== Exercise ==
Output all the records word for word. Drop the pictures.

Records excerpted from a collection
▬▬▬
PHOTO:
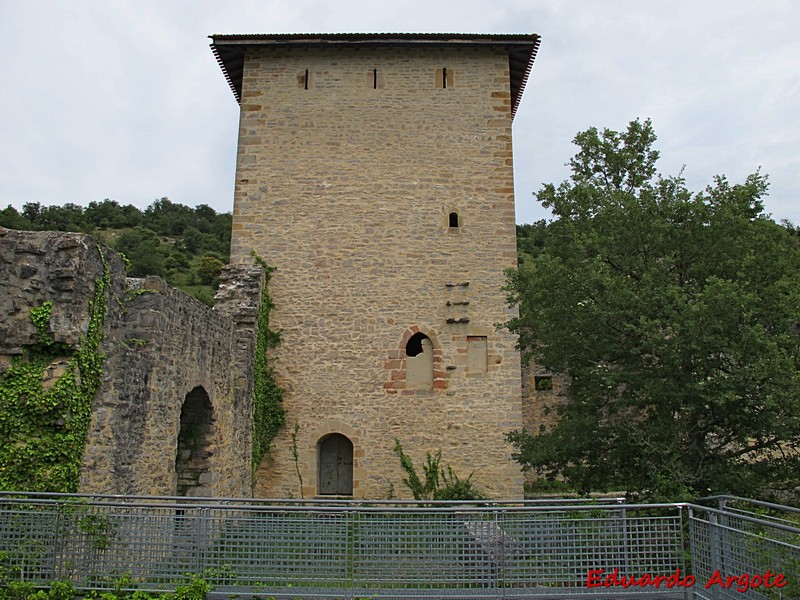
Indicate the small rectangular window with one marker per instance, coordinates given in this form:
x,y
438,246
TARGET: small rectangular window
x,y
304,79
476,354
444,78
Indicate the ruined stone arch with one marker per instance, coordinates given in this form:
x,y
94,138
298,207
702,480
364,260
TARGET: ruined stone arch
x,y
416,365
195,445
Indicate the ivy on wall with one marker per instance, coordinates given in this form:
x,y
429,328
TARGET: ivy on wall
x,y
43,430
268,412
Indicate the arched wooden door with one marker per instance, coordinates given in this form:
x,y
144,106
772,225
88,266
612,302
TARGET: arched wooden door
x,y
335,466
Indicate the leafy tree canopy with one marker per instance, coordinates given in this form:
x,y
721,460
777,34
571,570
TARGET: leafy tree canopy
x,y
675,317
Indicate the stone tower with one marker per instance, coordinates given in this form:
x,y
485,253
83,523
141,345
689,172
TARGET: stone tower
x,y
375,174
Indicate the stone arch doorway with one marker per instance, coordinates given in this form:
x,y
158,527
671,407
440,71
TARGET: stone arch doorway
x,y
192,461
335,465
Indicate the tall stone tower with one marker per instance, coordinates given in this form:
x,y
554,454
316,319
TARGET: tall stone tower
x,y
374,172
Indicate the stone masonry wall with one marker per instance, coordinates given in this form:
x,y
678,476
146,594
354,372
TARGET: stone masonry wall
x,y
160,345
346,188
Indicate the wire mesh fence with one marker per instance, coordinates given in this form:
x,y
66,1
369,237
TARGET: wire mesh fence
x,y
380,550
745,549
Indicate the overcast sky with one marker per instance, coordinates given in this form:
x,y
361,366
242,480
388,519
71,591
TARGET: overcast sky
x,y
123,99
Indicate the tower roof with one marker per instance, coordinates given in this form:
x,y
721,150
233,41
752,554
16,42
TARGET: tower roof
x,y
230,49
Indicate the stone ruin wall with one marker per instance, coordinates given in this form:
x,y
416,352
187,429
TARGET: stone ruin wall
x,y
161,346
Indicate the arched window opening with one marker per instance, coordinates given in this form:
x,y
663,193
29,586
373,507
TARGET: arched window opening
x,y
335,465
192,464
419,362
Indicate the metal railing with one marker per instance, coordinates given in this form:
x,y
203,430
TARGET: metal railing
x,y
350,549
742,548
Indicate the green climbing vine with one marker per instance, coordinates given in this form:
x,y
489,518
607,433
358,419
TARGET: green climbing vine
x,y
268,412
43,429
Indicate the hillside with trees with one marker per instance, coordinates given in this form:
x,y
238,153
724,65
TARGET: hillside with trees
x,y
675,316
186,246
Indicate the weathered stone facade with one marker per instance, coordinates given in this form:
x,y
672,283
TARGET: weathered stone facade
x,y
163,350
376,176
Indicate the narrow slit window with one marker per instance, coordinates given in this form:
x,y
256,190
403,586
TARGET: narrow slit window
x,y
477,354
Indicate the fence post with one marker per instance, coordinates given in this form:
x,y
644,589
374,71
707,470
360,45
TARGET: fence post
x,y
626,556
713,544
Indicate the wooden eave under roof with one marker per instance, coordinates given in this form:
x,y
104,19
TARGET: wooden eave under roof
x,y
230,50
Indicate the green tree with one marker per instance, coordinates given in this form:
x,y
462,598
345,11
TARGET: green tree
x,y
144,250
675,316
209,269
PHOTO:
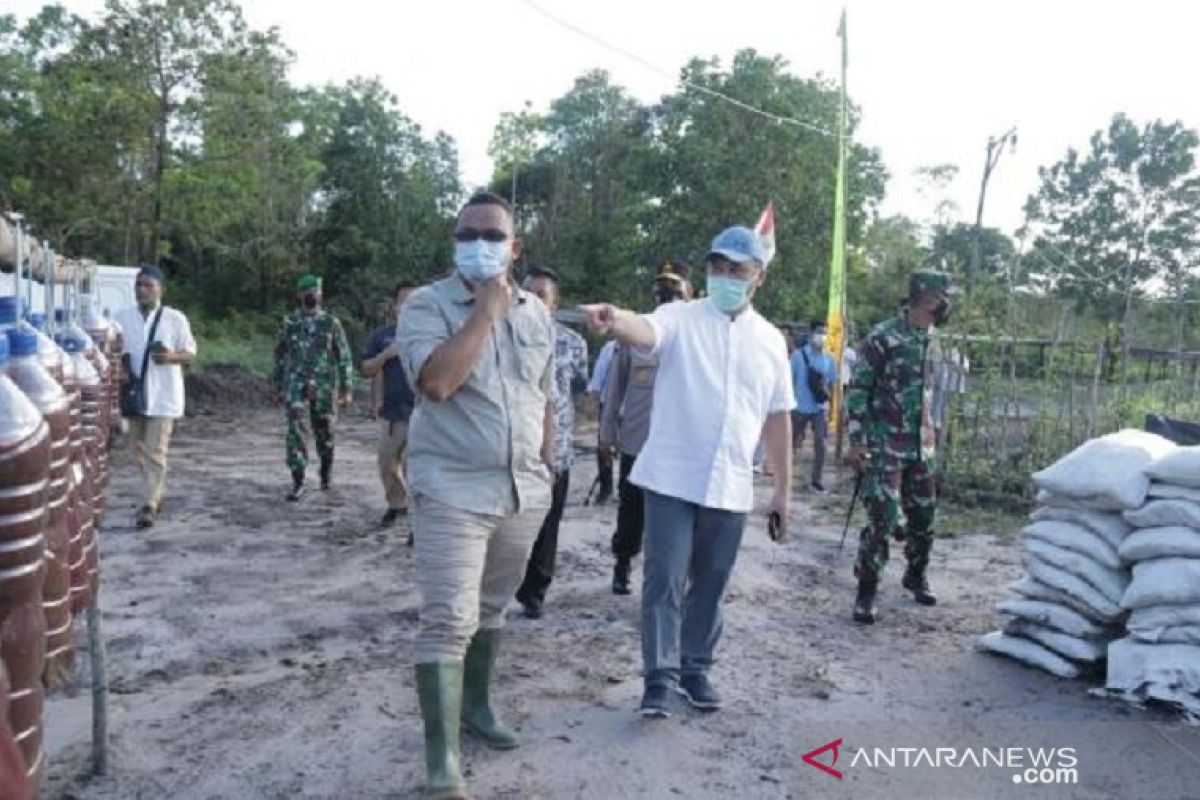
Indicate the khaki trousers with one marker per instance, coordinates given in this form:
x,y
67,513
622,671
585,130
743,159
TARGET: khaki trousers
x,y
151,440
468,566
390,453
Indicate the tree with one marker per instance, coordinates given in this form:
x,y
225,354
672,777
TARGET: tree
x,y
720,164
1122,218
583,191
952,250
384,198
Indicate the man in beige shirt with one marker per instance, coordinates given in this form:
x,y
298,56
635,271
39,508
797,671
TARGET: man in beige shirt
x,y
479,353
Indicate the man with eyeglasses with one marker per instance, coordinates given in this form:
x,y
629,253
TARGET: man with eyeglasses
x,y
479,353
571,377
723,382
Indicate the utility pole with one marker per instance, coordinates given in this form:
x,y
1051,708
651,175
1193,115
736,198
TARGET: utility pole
▬▬▬
== Task output ==
PHOTO:
Indicate the small rectangular window with one marker per instance, coordinates given in this form:
x,y
438,246
TARGET: small rectangular window
x,y
304,79
476,354
444,78
Indicate the ruined stone arch with one marker per instance, coordinates given in this form:
x,y
94,138
298,207
702,480
364,260
TARGET: ruined stone arch
x,y
416,365
195,445
Indicate the ivy on wall with one marker per instance, coordinates given in this form:
x,y
429,328
TARGET: ivy on wall
x,y
43,430
268,412
Indicate the arched wooden door with one marker per instance, coordinates given in this form:
x,y
144,106
772,225
88,266
612,302
TARGET: arched wooden door
x,y
335,466
Indicate the leafy tree canopy with one marker per instance, coordinates given in this form:
x,y
721,460
777,34
571,570
TARGET: leafy tree canopy
x,y
675,317
Indicate the stone tower with one marker per instance, coordinates given in this form:
x,y
485,253
83,523
141,345
689,172
TARGET: stone tower
x,y
375,174
Indicate the stone arch doorway with one marker per instance, coordinates given in this form:
x,y
158,527
671,407
440,71
TARGET: stone arch doorway
x,y
192,461
335,465
Indicate the tall stone tower with one marker per instance, coordinates given in this form:
x,y
554,454
316,319
TARGET: tall stone tower
x,y
374,172
Indicate the stone masonry wall with one marker per instance, coordinates given in this form:
x,y
678,476
146,594
354,372
TARGET: stone masonry wall
x,y
160,345
346,188
Indicate the wire mesh fence with one marker per instance, coordinates given in this form:
x,y
66,1
369,237
TARGET: wire mesh fence
x,y
380,550
745,549
Indicate the overcast sky with one marker per instance, coordinates given in this form:
x,y
361,366
242,480
388,519
71,591
TARGET: overcast sky
x,y
123,99
Indicate the tower roof with one marker per instance, coordinates given in this form:
x,y
721,150
233,41
752,554
16,42
TARGET: tower roof
x,y
230,49
Indicate the stone ruin wall with one marker per instance, coordinates given in this form:
x,y
416,352
187,429
TARGET: stone ruin wall
x,y
161,346
Indicate the arched window opening with one marker per instance, coordinates given in this form:
x,y
663,193
29,586
373,507
TARGET: arched window opening
x,y
335,465
192,464
419,362
Indicate the metal railing with one marker per instance, coordinates given in this form:
x,y
203,430
TARGET: metal railing
x,y
350,549
742,548
Indicate the green climbing vine with one marker per instance, coordinates given in this form:
x,y
489,518
607,433
358,419
TARGET: green climbing vine
x,y
268,412
43,429
Indicate the hillside with trees with one marker per instance, coordinates given in this form:
x,y
238,153
724,65
TARGET: hillside with trees
x,y
675,316
186,246
Indicate the weathered stone facade with one marker per instance, coordinates given in this form:
x,y
672,283
TARGET: weathered stone facade
x,y
163,350
376,176
Indicate the narrow slit window with one marker per instance, coordinates given in this form:
x,y
256,190
403,586
TARGET: narrow slit window
x,y
477,354
Indicate the fence post with one marker per instance, coordinates given in this form:
x,y
644,589
374,71
707,470
360,45
TARGET: fence post
x,y
626,556
713,544
Indicate the wooden eave under roof with one marker per instance, coordinates given in this form:
x,y
104,19
TARGET: wooden eave under roof
x,y
230,50
Indicate the green tree with one marker per instance, coordinates given in this form:
x,y
462,598
345,11
TARGET: green tree
x,y
144,250
675,316
209,269
PHOTO:
Indicate the khaki trousers with one marker per instance, coordinates given in this form:
x,y
67,513
622,671
585,130
743,159
TARGET: khaki trousers
x,y
151,440
468,566
390,453
Indicate the tree with one marker per instance, coordinates given in this form:
x,y
225,354
672,777
TARGET: tree
x,y
720,164
1122,218
583,191
952,250
384,198
Indicate the man in beige shirt with one marker per instance, coordinates given in this form:
x,y
298,56
635,271
39,508
797,671
TARGET: man in beige shirt
x,y
479,353
Indicate the man with eyeglasses with one marker per instance, coordinates given in this form:
x,y
629,253
TARGET: man with eyeglasses
x,y
479,353
571,377
723,382
Indicate the utility pole with one marker per instance, coordinates given in this form:
x,y
1051,708
651,175
1193,115
736,198
TARGET: utility pole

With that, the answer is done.